■ Aufgabenbeschreibung: Trage aus den folgenden Daten alle Zeilen zusammen, in denen das Wort „wall“ vorkommt.

■ Bereitgestellte Daten:
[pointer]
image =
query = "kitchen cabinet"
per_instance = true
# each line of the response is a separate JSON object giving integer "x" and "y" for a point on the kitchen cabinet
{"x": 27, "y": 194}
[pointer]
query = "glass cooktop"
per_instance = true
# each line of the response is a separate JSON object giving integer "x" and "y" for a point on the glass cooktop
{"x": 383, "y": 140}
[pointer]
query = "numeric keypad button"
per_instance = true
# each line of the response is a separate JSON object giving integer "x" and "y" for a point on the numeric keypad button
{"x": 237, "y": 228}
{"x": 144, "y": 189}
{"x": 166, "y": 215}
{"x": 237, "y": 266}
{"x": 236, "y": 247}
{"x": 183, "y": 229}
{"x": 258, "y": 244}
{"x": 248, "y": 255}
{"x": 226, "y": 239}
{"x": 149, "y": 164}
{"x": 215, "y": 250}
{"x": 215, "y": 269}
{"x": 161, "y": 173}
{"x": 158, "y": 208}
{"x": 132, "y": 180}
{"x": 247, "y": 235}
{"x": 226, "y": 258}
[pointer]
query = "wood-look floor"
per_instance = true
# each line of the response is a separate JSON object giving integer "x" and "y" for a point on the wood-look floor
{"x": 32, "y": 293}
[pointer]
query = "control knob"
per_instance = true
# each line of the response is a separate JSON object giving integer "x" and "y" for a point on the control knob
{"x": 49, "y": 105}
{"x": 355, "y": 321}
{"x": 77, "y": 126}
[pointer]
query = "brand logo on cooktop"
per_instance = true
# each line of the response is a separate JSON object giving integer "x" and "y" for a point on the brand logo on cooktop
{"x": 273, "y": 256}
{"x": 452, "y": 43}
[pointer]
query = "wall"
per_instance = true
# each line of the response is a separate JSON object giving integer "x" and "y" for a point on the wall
---
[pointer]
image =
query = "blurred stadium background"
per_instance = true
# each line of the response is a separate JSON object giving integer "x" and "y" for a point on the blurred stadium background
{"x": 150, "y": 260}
--
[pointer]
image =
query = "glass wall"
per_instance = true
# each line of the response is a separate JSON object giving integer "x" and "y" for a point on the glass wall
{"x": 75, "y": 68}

■ Antwort zur Aufgabe:
query = "wall"
# each line of the response is a separate JSON object giving integer "x" and "y" for a point on the wall
query = "glass wall"
# each line of the response is a separate JSON object giving integer "x" and "y" for a point on the glass wall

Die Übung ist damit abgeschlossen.